SET OF TASKS:
#1 What is the Spanish for this sentence from the sermon on 1 Corinthians 12: "As much as Paul tries to tie these two discourses together, it still feels to me like two very different things that he’s toggling between."?
#2 Can you carry the sermon on 1 Corinthians 12 forward from its last sentence?

TEXT BLOCK:
* * * * * * * * *

Sermon: January 27, 2019 – 1 Corinthians 12

Sermon: January 27, 2019 – 1 Corinthians 12
Ralph Connor Memorial United Church, Canmore AB – Rev Greg Wooley
final sermon before sabbatical!

click here for pdf

In a way, I hardly needed to do a sermon this morning, because the Apostle Paul has already preached one, including an extended illustration, in the reading from 1st Corinthians 12.  Or should I say, Paul has preached two sermons, weaving them together in a way that probably seemed like a good idea at the time but may have obscured his point 2000 years later.  So my task this morning is mostly to do a bit of unravelling – or for the knitters in the crowd, to rip out a row or two in order to get back to a place where it’s easy to go forward again.

So what are the two sermons Paul is intertwining here?

The first one, is his answer to a question raised by the Church in Corinth, about the gifts of the Spirit.  “There are different kinds of spiritual gifts” he writes, “but the same Spirit gives them.  There are different ways of serving, but the same Lord is served.  There are different abilities to perform service, but the same God gives ability to all for their particular service.”  (1 Cor 12: 4-6)  He then goes on to list these gifts, but not before writing these important words (verse 7):  “The Spirit’s presence is shown in some way in each person for the good of all.”  Words to live by, for the Church in Corinth, or any Church.

His second sermon, regards the body of Christ.  And here, Paul doesn’t just say that “we are the body of Christ” and leave it at that, reminding us of our presence and responsibility in actually bringing the love of Jesus to life.  No, Paul keeps developing this metaphor all the way toward the absurd, talking about ears arguing with eyes, and the head asserting its superiority over the foot, showing the Corinthians how silly they look when they squander the opportunity to do good in the name of Christ, by their squabbling. This second sermon gets drawn together in verse 26: “If one part of the body suffers, all the other parts suffer with it; if one part is praised, all the other parts share its happiness.”  Having tied sermon #2 together, Paul then goes back to sermon #1, this time not just listing the gifts, but ranking from most to least important the ministries that emanate from those gifts.

As much as Paul tries to tie these two discourses together, it still feels to me like two very different things that he’s toggling between.   Over here he has this list of spiritual gifts – wisdom, knowledge, faith, healing and miracle-working, speaking in tongues and interpreting tongues – and the roles within the Church that need those gifts – apostles, prophets, teachers, miracle-workers, healing, and, again, the ecstatic ministries of speaking in tongues…. And over here, he has eyes and ears and the head and the hand and the feet and those “unmentionable bits” that are treated with greater modesty.   For me, it’s a bit of a head-scratcher… but it wouldn’t have been a head-scratcher at all for the people of Corinth.  Far from it.  When Paul put these two approaches side-by-side, it was full-on confrontational. For the Corinthians had become so terribly concerned about status and hierarchy, and had given such an advantage to people displaying the most showy spiritual gifts, that there was no sense of unity to them.  And those who bore the brunt of this, were the poor and marginalized, whom they were supposed to be lifting up.

* * * * * * * * *

DATA FOR REVIEW:
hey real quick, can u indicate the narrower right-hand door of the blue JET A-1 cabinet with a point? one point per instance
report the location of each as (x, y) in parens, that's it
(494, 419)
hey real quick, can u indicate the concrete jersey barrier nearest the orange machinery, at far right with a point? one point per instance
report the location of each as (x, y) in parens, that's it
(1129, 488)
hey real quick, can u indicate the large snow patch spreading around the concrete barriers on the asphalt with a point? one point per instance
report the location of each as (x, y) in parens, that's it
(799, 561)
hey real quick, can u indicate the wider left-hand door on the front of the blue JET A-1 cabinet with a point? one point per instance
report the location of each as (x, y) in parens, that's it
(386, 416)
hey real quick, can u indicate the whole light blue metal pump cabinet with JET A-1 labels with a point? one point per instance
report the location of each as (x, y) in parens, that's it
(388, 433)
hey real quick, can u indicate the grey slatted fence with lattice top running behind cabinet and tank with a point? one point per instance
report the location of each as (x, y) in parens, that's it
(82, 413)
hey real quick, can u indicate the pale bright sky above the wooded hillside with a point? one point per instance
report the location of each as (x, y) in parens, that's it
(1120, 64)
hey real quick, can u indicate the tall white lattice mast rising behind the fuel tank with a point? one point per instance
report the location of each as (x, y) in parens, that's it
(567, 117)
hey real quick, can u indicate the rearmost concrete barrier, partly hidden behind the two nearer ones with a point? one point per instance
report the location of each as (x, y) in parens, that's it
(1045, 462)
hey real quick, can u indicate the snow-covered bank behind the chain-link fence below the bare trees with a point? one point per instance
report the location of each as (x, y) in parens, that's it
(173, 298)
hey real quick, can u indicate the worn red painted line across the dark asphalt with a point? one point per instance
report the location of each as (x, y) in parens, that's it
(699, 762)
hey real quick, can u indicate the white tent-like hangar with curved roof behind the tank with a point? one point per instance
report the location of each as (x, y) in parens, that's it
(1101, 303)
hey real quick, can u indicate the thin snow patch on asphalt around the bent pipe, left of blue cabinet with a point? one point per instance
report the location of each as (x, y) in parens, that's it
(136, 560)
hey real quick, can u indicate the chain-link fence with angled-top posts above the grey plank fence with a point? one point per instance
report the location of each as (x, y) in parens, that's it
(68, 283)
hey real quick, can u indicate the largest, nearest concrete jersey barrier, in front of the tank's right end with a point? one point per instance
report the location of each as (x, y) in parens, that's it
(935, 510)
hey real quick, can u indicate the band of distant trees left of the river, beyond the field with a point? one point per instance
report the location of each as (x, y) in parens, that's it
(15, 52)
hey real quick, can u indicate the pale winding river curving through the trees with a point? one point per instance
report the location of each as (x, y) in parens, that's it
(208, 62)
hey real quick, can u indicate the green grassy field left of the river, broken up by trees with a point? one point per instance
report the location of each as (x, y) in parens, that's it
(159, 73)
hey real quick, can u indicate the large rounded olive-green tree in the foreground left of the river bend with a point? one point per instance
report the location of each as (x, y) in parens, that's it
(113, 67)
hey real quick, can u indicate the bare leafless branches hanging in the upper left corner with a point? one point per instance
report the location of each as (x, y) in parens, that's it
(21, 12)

* * * * * * * * *

TASK ANSWERS:
#1 Por mucho que Pablo intente unir estos dos discursos, todavía me parece que son dos cosas muy distintas entre las que va alternando.

#2
I had always wondered where Paul was going in verse 23, where he starts talking about modesty – the emphasizing of some parts of the body as beautiful, and the covering of other body parts.  I hunched that it had something to do with the freewheeling nature of Corinth, a port city of free love and paid love, that was sort of like San Francisco and Las Vegas rolled into one: what happened in Corinth, stayed in Corinth.   But Professor David Fredrickson helps unravel my thinking a bit, to see the actual pattern emerging here.  He writes (p.92),

“Even though Paul does employ the image of the body for the church, he gives Christ’s body some unusual twists that preclude its use for legitimating hierarchy…. Paul subverts the usual pride of place in the human body belonging to the head (which stands in the social body for the well born and educated) and instead points to the great honor attributed to the so-called unpresentable parts (a not so subtle allusion to the poor). Or again, instead of stressing the harmonious working of the parts through recognition of proper function,… Paul calls his audience’s attention to shared suffering, shared glorification, and shared rejoicing of the body parts. The body parts have concern for one another. This is not the language of hierarchy but of friendship…. Paul’s use of the body image is innovative; he retains the notion of cohesion but replaces subordination with friendship as the principle for the body’s ongoing life.”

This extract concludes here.